##### Passage to read

Matthew Loveland Dennis (February 11, 1914 – June 21, 2002) was an American singer, pianist, band leader, arranger, and writer of music for popular songs.

Biography
Dennis was born in Seattle, Washington, United States. His mother was a violinist and his father a singer, and the family was in vaudeville, so he was exposed to music early. In 1933 he joined Horace Heidt's orchestra as a vocalist and pianist. Later on, he formed his own band, with Dick Haymes as vocalist. He became vocal coach, arranger, and accompanist for Martha Tilton, and worked with a new vocal group, The Stafford Sisters. Jo Stafford, one of the sisters, joined the Tommy Dorsey band in 1940 and persuaded Dorsey to hire Dennis as arranger and composer. Dennis wrote prolifically, with 14 of his songs recorded by the Dorsey band in one year alone, including "Everything Happens to Me", an early hit for Frank Sinatra.

After four years in the United States Air Force in World War II, Dennis returned to music writing and arranging, getting a boost from his old friend Dick Haymes, who hired him to be the music director for his radio program. With lyricist Tom Adair he wrote songs for Haymes' program.

Dennis made six albums, which were out of print for many years; however, his 1953 song "Angel Eyes" (with lyricist Earl Brent) has become a frequently recorded jazz standard; less frequently recorded, but notably by Miles Davis and Sonny Rollins is "Will You Still Be Mine". Pianist Dave Brubeck and his quartet recorded an entire album of Dennis's compositions, released as Angel Eyes in 1965.

##########
##### Material shown

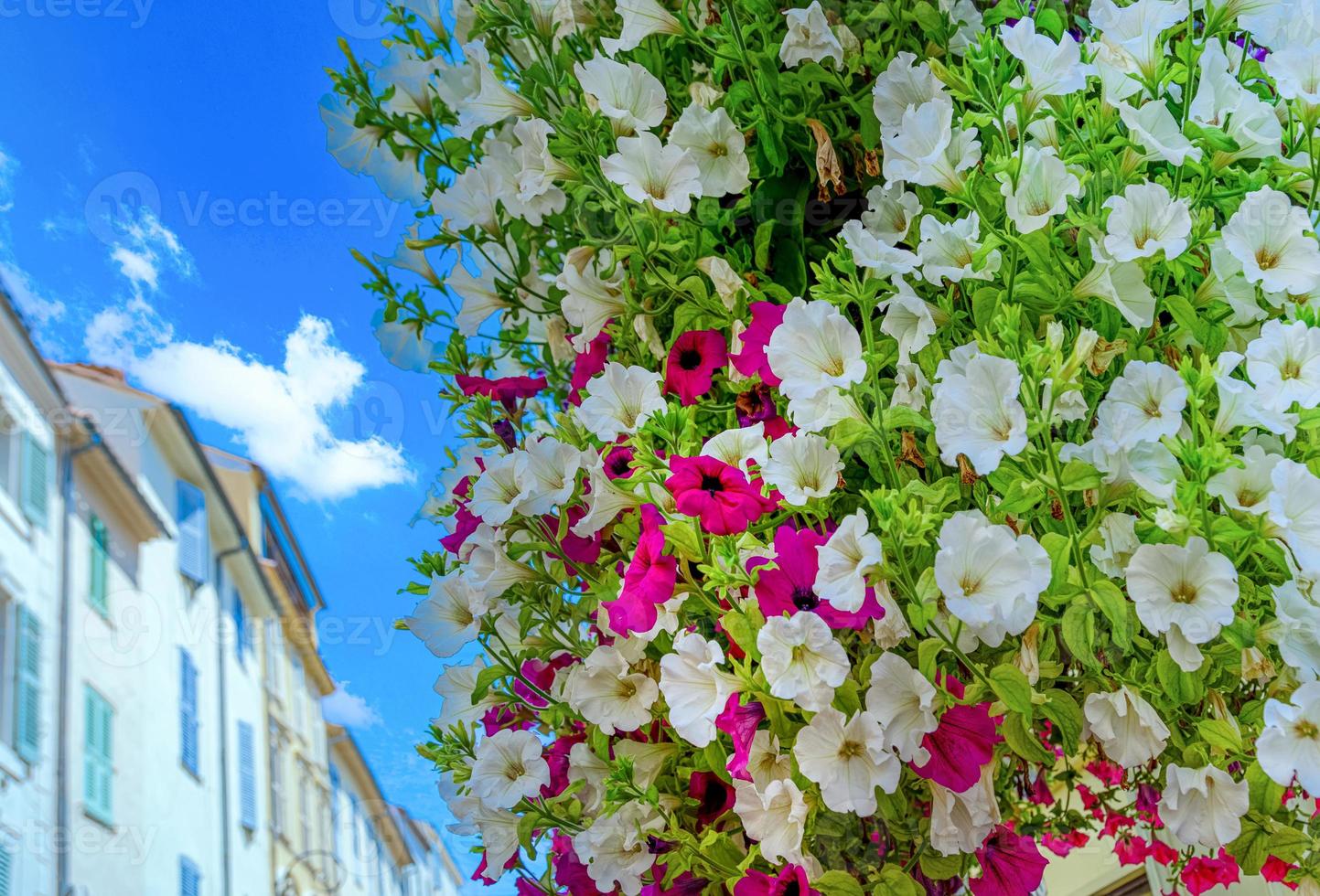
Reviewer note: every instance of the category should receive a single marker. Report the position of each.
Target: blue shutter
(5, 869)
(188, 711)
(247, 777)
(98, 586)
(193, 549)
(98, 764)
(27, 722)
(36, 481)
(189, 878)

##########
##### Material shown

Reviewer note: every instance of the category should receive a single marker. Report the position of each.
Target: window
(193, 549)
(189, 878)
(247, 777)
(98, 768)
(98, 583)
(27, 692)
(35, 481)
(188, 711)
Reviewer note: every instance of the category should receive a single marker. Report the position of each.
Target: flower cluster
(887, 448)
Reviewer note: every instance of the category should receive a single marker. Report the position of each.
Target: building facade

##########

## Description of the task
Using the Matthew Dennis biography, explain why Dennis was exposed to music early in life.

## Solution to the exercise
His mother was a violinist, his father was a singer, and the family was in vaudeville. Because of this, music surrounded him from an early age.